▶ [Исходный текст]
Модно то, что носишь ты сам, немодно то, что носят другие.
Можно восхищаться чужим языком, даже если не можешь свободно говорить на нем, как можно любить женщину, почти не зная ее.
Мы живем в эпоху, когда необходимы только бесполезные вещи.
Ненавижу, когда несерьезно относятся к еде. Это неосновательные люди, и притом пошлые.
Нет нетактичных вопросов, есть только нетактичные ответы.
Нет ничего опаснее, чем быть модным. Все модное быстро выходит из моды.
Ни одна из ошибок не обходится нам так дешево, как пророчество.
Ничегонеделанье – самое трудное в мире занятие, самое трудное и самое духовное.
О футболе я самого лучшего мнения. Отличная игра для грубых девчонок, но не для деликатных мальчиков.
Определить – значит ограничить.
Папиросы – это совершеннейший вид высшего наслаждения, тонкого и острого, но оставляющего нас неудовлетворенными. Чего еще желать?
Природа – отнюдь не выпестовавшая нас мать. Она есть наше творение.
Природа ненавидит разум.
Пунктуальность – воровка времени.
Работа – последнее прибежище тех, кто больше ничего не умеет.
Стоит делать лишь то, что считается невозможным.
Тот, кто смотрит на дело с обеих сторон, обычно не видит ни одной из них.
Трудно избежать будущего.
Это не мое дело. Поэтому оно меня и интересует. Мои дела всегда нагоняют на меня тоску. Я предпочитаю чужие.
Это ужасно тяжелая работа – ничего не делать.
Я всегда так поступаю с добрыми советами: передаю их другим. Больше с ними нечего делать.
Я не люблю принципов. Мне больше нравятся предрассудки.
Я ненавижу драки, независимо от повода. Они всегда вульгарны и нередко доказательны.
Из письма Уайльда Аде Леверсон:
Я читал Алфреду отрывки из его собственной жизни. Это был сюрприз для него. Каждый должен вести чей-либо чужой дневник; надеюсь, вы будете вести мой.

▶ [Задания]
[1] Что в подборке афоризмов названо воровкой времени?
[2] Перепишите дословно фрагмент подборки афоризмов: начните со слов «Работа – последнее» и закончите словами «больше нравятся предрассудки.».
[3] Продолжите подборку афоризмов после ее последнего предложения.

▶ [Набор записей]
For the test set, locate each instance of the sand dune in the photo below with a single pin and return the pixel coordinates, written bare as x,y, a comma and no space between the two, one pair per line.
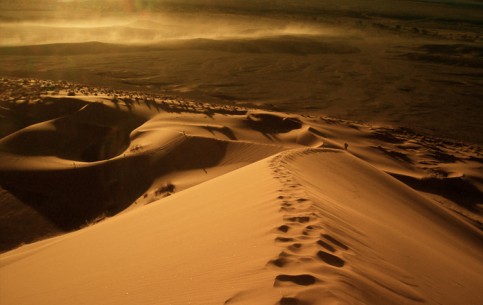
179,202
264,234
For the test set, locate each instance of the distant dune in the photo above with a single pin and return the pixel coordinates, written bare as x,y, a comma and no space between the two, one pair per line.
241,152
185,202
415,64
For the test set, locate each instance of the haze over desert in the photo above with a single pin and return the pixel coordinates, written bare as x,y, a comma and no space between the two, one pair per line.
225,152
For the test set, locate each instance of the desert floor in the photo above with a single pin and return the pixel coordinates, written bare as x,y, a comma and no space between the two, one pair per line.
255,152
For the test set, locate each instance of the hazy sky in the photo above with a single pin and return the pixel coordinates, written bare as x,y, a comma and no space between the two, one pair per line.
24,22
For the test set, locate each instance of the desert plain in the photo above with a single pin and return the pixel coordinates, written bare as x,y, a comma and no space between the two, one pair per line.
257,152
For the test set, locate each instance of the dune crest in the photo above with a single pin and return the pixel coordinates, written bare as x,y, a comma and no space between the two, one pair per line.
214,204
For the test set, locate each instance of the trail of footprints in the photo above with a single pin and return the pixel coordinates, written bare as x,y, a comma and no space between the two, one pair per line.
302,238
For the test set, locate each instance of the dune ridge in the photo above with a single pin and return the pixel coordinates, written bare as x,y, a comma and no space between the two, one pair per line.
177,201
330,248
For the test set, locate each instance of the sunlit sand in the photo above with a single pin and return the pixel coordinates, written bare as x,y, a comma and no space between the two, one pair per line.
282,153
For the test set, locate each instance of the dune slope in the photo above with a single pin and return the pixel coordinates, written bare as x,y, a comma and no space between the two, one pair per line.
307,226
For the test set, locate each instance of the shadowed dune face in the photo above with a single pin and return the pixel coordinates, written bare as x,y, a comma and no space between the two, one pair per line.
415,64
95,132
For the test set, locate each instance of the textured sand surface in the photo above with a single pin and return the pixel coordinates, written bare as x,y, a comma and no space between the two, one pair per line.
180,202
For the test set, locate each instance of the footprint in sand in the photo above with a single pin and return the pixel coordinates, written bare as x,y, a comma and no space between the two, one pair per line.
326,246
335,241
331,259
283,239
300,219
290,301
284,228
301,279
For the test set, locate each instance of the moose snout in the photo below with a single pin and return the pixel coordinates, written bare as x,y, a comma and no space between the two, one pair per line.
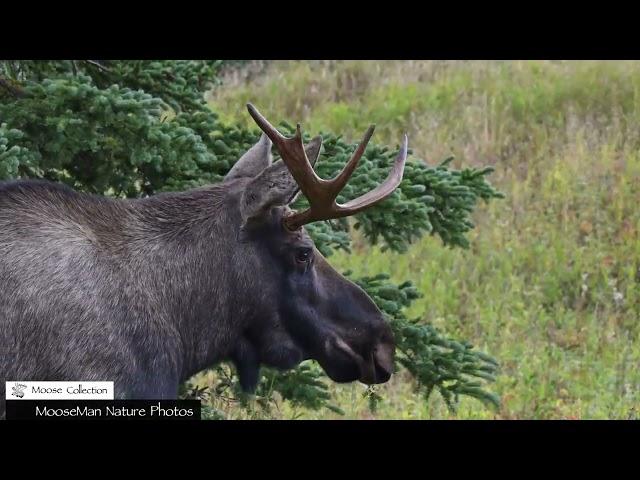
375,363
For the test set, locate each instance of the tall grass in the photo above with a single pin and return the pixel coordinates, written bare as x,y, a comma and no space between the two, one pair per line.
551,283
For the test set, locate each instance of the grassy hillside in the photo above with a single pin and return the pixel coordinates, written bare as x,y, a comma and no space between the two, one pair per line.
551,283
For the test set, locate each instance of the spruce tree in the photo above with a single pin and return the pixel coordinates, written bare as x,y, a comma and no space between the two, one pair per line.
135,128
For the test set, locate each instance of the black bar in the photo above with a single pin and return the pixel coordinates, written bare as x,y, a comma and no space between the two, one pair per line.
110,410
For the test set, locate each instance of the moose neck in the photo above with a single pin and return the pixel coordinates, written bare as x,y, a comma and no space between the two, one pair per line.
183,246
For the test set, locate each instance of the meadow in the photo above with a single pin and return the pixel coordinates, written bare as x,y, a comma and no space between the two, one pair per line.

▶ [Ваши ответы]
[1] Пунктуальность.

[2]
Работа – последнее прибежище тех, кто больше ничего не умеет.
Стоит делать лишь то, что считается невозможным.
Тот, кто смотрит на дело с обеих сторон, обычно не видит ни одной из них.
Трудно избежать будущего.
Это не мое дело. Поэтому оно меня и интересует. Мои дела всегда нагоняют на меня тоску. Я предпочитаю чужие.
Это ужасно тяжелая работа – ничего не делать.
Я всегда так поступаю с добрыми советами: передаю их другим. Больше с ними нечего делать.
Я не люблю принципов. Мне больше нравятся предрассудки.

[3]
Оскар Уайльд о других
О Шекспире:
Городская жизнь воспитывает и совершенствует все наиболее цивилизованное в человеке. Шекспир, пока не приехал в Лондон, не написал ничего, кроме скверных памфлетов, и не написал ни строчки, когда навсегда покинул Лондон.
Чем объективнее кажется нам произведение, тем оно на деле субъективнее. Быть может, Шекспир и вправду встречал на лондонских улицах Розенкранца и Гиль-денстерна или видел, как бранятся на площади слуги из враждующих семейств, однако Гамлет вышел из его души и Ромео был рожден его страстью.
Об Оноре де Бальзаке:
Почитайте-ка Бальзака как следует, и наши живущие ныне друзья окажутся просто тенями, наши знакомые – тенями теней. Одна из величайших драм моей жизни – это смерть Люсьена дю Рюбампре.
Бальзак не больше реалист, чем был Гольбейн. Он созидал жизнь, а не воспроизводил ее.
Об Эмиле Золя:
Золя старательно создает панораму Второй империи. Но кому теперь интересна Вторая империя? Она уже устарела.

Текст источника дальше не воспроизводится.